• [Task to complete]
Word for word, set down the full listing below.

• [Entries provided]
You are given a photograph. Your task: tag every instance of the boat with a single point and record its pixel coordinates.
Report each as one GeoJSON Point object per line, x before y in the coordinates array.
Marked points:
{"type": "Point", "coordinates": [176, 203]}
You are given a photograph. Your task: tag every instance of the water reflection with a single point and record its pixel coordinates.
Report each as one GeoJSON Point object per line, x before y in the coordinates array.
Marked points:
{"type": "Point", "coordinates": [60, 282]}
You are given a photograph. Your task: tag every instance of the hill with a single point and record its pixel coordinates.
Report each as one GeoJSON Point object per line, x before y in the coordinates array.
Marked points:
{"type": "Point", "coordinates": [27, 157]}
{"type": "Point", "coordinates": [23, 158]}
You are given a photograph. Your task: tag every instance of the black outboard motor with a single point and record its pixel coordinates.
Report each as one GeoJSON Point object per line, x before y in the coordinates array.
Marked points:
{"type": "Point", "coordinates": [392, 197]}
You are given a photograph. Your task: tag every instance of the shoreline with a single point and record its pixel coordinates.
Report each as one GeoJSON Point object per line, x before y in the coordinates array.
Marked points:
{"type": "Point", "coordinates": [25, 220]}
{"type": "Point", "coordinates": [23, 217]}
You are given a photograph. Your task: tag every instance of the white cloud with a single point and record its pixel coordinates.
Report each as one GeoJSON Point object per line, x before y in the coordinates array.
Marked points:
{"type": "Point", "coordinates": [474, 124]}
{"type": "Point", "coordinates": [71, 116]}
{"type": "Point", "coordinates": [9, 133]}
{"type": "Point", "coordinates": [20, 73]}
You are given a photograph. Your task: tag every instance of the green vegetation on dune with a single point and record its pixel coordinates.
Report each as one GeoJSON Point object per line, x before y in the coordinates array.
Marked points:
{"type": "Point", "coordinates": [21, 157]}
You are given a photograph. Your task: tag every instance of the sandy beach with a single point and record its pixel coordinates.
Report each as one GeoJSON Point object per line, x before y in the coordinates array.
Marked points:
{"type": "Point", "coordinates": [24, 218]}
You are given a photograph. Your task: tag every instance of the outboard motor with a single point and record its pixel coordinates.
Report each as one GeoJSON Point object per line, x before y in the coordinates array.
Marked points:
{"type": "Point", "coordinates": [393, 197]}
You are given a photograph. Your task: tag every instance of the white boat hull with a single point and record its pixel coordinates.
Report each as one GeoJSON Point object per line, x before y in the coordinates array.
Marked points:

• [Result]
You are given a photograph. Your task: tag every instance of the boat with a single point and record its pixel coordinates.
Report each as one GeoJSON Point object per line, x before y in the coordinates array.
Marked points:
{"type": "Point", "coordinates": [176, 203]}
You are given a photograph. Your task: tag every instance of the water reflection with a single point and record its pixel coordinates.
Report each as one GeoJSON Point object per line, x before y in the coordinates array.
Marked points:
{"type": "Point", "coordinates": [60, 282]}
You are given a photograph. Your task: tag every instance of the hill with a single point and record its pixel coordinates.
Report each as one GeoJSON Point object per line, x before y in the coordinates array.
Marked points:
{"type": "Point", "coordinates": [27, 157]}
{"type": "Point", "coordinates": [23, 158]}
You are given a photograph. Your task: tag every instance of the black outboard motor with a single point and record its pixel coordinates.
Report each as one GeoJSON Point object per line, x before y in the coordinates array.
Marked points:
{"type": "Point", "coordinates": [392, 197]}
You are given a photograph. Your task: tag every instance of the shoreline with a single point and record its pixel coordinates.
Report each as one GeoJSON Point object per line, x before y in the coordinates array.
Marked points:
{"type": "Point", "coordinates": [25, 220]}
{"type": "Point", "coordinates": [23, 217]}
You are given a photograph. Your task: tag every instance of the white cloud with a single point and record its pixel coordinates.
Report each as one GeoJSON Point object per line, x before y in the coordinates array.
Marked points:
{"type": "Point", "coordinates": [474, 124]}
{"type": "Point", "coordinates": [71, 116]}
{"type": "Point", "coordinates": [9, 133]}
{"type": "Point", "coordinates": [20, 73]}
You are given a photograph. Your task: tag every instance of the green vegetation on dune with a single point and record its pixel coordinates.
Report each as one GeoJSON Point object per line, x before y in the coordinates array.
Marked points:
{"type": "Point", "coordinates": [21, 157]}
You are given a photograph. Your task: tag every instance of the sandy beach with a single point and record its pixel coordinates.
Report each as one GeoJSON Point object per line, x before y in the coordinates array.
Marked points:
{"type": "Point", "coordinates": [24, 218]}
You are given a photograph. Your task: tag every instance of the outboard motor with a single point and record its pixel coordinates.
Report each as one GeoJSON Point object per line, x before y in the coordinates array.
Marked points:
{"type": "Point", "coordinates": [393, 197]}
You are given a photograph. Your task: tag every instance of the white boat hull with a single point and record its pixel coordinates.
Report each as one GeoJSON Point object per line, x before y in the coordinates array.
Marked points:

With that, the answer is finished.